SOURCE
La première fois que je suis entré en contact avec des soufis, c’était en Algérie. Cela se passait dans le désert. A leur contact, je découvrais une autre vision de l’Islam. Un Islam tolérant et libre. Je découvrais des noms qui ne me disaient rien alors. Des noms comme Mansour El Haladj, Ibn Arabi et bien d’autres. Des noms que j’ai fini par assimiler et comprendre bien plus tard.

Quatre ans après ce voyage en Algérie, je me trouvais en reportage dans le Penjab au Pakistan. Pays de l'orthodoxie islamique, pays difficile si on en croit l'actualité. Et là, une fois de plus, rencontre avec des soufis. Un long séjour parmi eux m'a appris leurs différentes voies. Des voies qu'on appelle tarika. Les affiliations qu'on appelle salsila. Le dhikr, le damas et la musique. Pas un jour ne passe sans que je ne sois étonné par la bienveillance qui se manifeste à mon égard. Des nuits entières à écouter des chants soufis : du kawali. Depuis longtemps les confréries se sont developpées à travers la poésie, seule à même d'exprimer la vision mystique de sa beauté. Les strophes exprimant l'ivresse amoureuse ont dépassé les frontières de l'orient. Alors que la violence en d'autres lieux semble trouver ses maîtres et la liberté une vaine espérance, les soufis répondent par ce poème de Mir Dard : "Contemple ô ami l'unité de tout. Vois comme les pétales se rassemblent en rose. Du jardin du monde nous sommes à la fois, la rose et l'épine. L'ami, c'est nous, l'ennemi c'est encore nous".

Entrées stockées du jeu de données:
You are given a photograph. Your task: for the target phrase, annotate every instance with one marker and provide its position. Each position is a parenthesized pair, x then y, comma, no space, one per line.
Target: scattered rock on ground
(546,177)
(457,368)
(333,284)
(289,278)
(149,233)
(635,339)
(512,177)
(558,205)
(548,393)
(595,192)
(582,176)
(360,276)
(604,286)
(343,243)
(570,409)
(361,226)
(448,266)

OBJECTIF
Modifiez tout le passage du texte sur les soufis qui va de « La première fois » jusqu'à « bien plus tard. », en remplaçant « désert » par « Sahara », puis reproduisez-le en entier. Ces enregistrements n'ont aucun rapport avec le texte sur les soufis.

RÉPONSE COMPLÈTE
La première fois que je suis entré en contact avec des soufis, c’était en Algérie. Cela se passait dans le Sahara. A leur contact, je découvrais une autre vision de l’Islam. Un Islam tolérant et libre. Je découvrais des noms qui ne me disaient rien alors. Des noms comme Mansour El Haladj, Ibn Arabi et bien d’autres. Des noms que j’ai fini par assimiler et comprendre bien plus tard.